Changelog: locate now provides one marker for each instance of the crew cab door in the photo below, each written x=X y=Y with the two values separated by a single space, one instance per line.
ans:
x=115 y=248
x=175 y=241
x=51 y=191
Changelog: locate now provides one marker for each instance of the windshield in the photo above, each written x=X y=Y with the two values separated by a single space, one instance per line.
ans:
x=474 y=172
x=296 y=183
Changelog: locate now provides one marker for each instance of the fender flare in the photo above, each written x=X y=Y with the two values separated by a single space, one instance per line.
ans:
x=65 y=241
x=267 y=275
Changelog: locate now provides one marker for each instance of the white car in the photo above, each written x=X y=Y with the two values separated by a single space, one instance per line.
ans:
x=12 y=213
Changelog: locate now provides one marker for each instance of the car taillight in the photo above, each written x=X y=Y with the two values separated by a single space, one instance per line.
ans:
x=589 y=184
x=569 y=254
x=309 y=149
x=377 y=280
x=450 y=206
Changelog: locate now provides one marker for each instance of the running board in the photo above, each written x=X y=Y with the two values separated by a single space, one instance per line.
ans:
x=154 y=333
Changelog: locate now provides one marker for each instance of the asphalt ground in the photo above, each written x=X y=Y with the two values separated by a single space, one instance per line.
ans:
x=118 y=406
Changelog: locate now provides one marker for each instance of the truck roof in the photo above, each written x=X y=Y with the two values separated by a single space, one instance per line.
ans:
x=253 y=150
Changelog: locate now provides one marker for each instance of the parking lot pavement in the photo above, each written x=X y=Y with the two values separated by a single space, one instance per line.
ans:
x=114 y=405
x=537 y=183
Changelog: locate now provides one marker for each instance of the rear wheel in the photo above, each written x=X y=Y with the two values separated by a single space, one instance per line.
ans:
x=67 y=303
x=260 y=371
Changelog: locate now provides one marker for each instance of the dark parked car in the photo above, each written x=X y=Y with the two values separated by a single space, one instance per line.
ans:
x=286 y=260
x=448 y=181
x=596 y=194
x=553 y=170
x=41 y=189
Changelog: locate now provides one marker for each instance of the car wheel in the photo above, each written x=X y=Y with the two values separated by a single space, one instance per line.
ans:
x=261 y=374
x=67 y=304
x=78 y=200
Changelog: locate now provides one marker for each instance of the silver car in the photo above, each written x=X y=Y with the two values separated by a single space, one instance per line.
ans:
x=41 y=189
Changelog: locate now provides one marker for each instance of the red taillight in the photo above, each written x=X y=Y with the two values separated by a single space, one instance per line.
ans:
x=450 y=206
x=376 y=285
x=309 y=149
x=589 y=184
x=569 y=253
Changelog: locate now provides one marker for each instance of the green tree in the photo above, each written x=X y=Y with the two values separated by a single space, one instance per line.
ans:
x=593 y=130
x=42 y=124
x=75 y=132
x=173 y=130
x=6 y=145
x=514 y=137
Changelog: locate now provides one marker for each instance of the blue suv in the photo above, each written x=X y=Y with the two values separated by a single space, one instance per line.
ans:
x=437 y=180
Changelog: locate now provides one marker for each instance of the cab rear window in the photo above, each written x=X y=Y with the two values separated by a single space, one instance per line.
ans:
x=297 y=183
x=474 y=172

==

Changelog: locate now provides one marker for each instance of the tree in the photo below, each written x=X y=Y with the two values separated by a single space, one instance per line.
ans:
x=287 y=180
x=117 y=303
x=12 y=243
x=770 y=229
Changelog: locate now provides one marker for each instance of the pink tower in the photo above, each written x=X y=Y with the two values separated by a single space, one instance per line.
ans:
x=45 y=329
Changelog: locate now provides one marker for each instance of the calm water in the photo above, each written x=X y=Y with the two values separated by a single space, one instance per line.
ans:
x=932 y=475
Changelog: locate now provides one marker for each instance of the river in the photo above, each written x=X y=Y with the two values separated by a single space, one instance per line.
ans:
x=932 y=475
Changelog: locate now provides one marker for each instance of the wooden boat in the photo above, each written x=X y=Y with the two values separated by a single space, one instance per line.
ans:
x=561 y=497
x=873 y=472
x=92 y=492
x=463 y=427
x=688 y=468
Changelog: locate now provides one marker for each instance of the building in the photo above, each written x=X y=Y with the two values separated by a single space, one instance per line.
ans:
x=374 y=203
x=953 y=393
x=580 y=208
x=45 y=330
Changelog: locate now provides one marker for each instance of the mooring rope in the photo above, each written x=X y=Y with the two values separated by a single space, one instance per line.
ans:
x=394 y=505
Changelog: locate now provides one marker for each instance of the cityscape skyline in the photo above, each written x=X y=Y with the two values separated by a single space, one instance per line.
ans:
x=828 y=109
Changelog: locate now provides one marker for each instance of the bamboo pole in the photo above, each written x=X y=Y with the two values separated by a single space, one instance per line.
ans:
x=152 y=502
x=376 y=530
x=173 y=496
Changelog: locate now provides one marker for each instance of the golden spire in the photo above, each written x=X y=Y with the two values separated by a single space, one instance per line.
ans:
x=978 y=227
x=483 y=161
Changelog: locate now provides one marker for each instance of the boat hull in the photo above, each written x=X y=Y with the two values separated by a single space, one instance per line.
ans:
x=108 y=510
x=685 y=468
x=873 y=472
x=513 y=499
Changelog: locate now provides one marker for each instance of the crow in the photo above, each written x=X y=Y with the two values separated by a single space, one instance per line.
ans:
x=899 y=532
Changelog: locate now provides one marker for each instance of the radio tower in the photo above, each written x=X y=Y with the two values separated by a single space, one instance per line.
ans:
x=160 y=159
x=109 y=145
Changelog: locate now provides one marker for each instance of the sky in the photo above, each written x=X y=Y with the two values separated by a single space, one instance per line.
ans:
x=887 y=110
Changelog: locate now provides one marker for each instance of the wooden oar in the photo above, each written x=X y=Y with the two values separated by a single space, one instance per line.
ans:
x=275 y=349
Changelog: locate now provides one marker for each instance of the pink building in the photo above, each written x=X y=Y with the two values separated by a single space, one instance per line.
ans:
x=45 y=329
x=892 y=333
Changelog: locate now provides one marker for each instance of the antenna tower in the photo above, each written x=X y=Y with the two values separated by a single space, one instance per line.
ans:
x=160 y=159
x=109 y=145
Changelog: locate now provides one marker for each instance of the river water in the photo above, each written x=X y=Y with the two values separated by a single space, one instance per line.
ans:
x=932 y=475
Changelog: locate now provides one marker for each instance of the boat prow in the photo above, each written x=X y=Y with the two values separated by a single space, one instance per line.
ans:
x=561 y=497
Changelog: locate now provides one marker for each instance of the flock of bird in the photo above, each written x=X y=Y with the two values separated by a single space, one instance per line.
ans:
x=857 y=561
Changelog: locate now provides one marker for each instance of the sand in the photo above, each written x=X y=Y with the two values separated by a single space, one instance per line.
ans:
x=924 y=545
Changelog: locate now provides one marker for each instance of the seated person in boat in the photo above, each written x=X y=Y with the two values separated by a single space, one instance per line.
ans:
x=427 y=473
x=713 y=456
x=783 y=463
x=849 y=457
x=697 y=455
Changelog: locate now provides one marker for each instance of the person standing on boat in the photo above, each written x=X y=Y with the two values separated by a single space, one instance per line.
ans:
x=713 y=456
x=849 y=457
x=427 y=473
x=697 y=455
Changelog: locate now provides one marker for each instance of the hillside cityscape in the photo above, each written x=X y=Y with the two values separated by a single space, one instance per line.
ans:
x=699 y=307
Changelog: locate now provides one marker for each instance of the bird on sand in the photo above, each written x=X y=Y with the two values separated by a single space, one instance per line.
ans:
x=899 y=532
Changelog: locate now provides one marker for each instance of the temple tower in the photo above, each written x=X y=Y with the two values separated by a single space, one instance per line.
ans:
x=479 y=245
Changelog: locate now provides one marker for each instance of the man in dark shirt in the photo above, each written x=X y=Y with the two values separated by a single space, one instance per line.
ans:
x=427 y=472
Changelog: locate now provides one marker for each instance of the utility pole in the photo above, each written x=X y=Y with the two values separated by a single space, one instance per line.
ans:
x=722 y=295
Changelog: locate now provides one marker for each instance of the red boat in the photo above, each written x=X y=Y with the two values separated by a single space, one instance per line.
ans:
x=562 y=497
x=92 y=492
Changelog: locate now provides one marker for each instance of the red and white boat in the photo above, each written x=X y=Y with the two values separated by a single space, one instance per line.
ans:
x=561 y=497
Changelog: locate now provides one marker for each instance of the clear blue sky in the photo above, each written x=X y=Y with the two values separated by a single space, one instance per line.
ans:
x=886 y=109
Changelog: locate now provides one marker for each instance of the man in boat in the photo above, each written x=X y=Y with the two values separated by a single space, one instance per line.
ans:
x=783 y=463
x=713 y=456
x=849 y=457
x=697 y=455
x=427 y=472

* * *

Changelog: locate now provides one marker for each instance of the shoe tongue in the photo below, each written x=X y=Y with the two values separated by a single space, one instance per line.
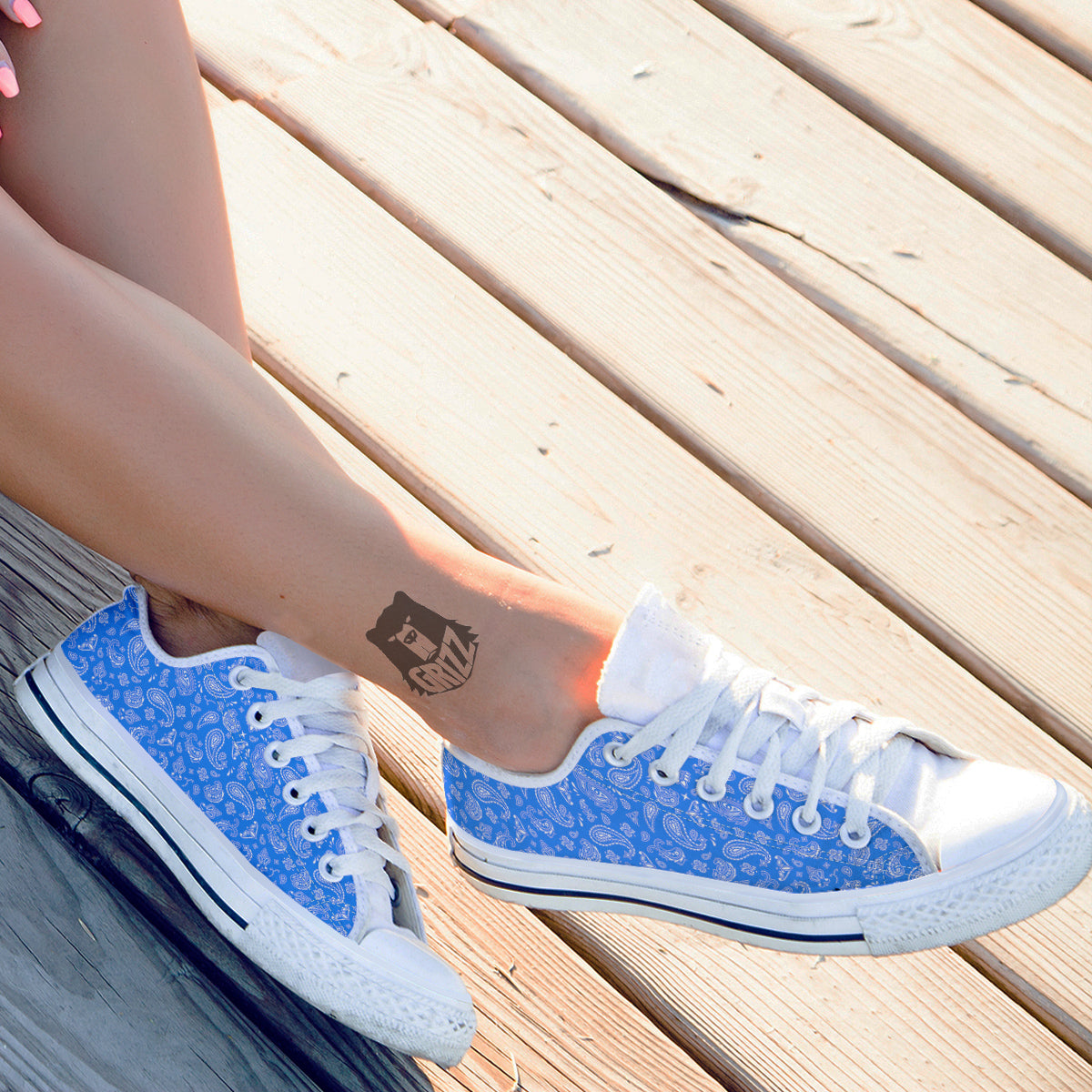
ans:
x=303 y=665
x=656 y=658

→ ABOUT THIS TASK: The lines to return are those with the string "river" in them; copy each from the entries above.

→ EXERCISE ANSWER:
Changelog: locate now provides one marker for each instance of the river in the photo above, each written x=X y=Y with the two values separated by a single space, one instance per line.
Changelog: locate now provides one marker for each instance of the river water in the photo above, each written x=X y=Y with the two values separated by a single space, one instance per line.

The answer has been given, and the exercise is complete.